AT SID 2017
PORTLAND, ORE. (FRONTLINE MEDICAL NEWS) – A diagnosis of systemic lupus erythematosus (SLE) significantly increases the risk of a subsequent diagnosis of malignant melanoma, according to the results of a large, first-in-kind, single-center longitudinal analysis of electronic medical records.
This finding expands the list of known associations between SLE and cancer, and highlights the need for careful surveillance of this population, Solomiya Grushchak, of the department of dermatology at Northwestern University, Chicago, and her associates, reported in a poster presented at the annual meeting of the Society for Investigative Dermatology.
SLE is increasingly being treated with immune checkpoint inhibitors, which can aggressively disrupt immune reactivity and trigger uncontrolled cellular responses in patients with SLE, Ms. Grushchak noted. “The findings in this large population warrant further exploration of the association between malignant melanoma and SLE to promote optimal patient management, especially in light of recent advances [in the use of] checkpoint inhibitors,” she added.
Past work has linked SLE with several other malignancies, including nonmelanoma skin cancers, non-Hodgkin and Hodgkin lymphomas, and cancers of the larynx, lungs, liver, vulva, vagina, and thyroid gland. Even when patients are not receiving checkpoint inhibitors, SLE causes chronic inflammation and is known to increase cellular dysplasia, which can ultimately trigger uncontrolled proliferation of tumor cells. In 2015, a meta-analysis showed that SLE was associated with a decreased risk of melanoma, but no studies had conclusively evaluated this relationship ( PLoS One. 2015;10:e0122964 ).
Therefore, Ms. Grushchak and her associates analyzed medical records from 2,351 patients from the urban Midwest with SLE diagnosed by a dermatologist or rheumatologist between 2000 and 2016. The data source was the Northwestern Enterprise Data Warehouse , which integrates clinical and research information from more than 50 health data systems used by the Northwestern University Feinberg School of Medicine and its health care partners. To avoid detection bias, the researchers constructed a comparison group from the same database of 1,676 patients diagnosed with systemic sclerosis.
Ten patients (0.4%) with a diagnostic code for SLE were later diagnosed with malignant melanoma, compared with one patient with systemic sclerosis (0.06%), the investigators reported. A Fisher’s exact test confirmed a statistically significant difference between these rates (P = .03). Among the 10 SLE patients with melanoma, 7 were white, 2 were black, and 1 was of Asian ancestry. Nine were females, and one was male. The patient with systemic sclerosis and melanoma was a white male.
The study had several limitations. The investigators did not report how much time elapsed between the diagnoses of SLE and melanoma, or the rates or cumulative exposure to checkpoint inhibitors.
The National Institutes of Health provides support to the Northwestern Enterprise Data Warehouse. The investigators had no relevant financial conflicts.

→ MATERIAL SHOWN

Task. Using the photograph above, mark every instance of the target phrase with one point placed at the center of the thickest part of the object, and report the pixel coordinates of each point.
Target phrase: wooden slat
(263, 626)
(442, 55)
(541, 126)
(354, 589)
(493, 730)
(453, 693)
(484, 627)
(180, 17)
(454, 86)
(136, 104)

→ ACTIONS TO TAKE
1. In the lupus and melanoma report, how many patients with systemic sclerosis made up the comparison group?
2. Do these statements agree with the lupus and melanoma report? Answer yes or no for each, and quote the deciding words. (a) The patients with SLE in the analysis came from the urban Midwest. (b) A 2015 meta-analysis linked SLE to a higher risk of melanoma. (c) All ten SLE patients later diagnosed with melanoma were female.
The entries are separate material, unrelated to the lupus and melanoma report.

→ ANSWERS BY ITEM
1. 1,676 patients.

2.
(a) Yes: "2,351 patients from the urban Midwest with SLE"
(b) No: "SLE was associated with a decreased risk of melanoma"
(c) No: "Nine were females, and one was male."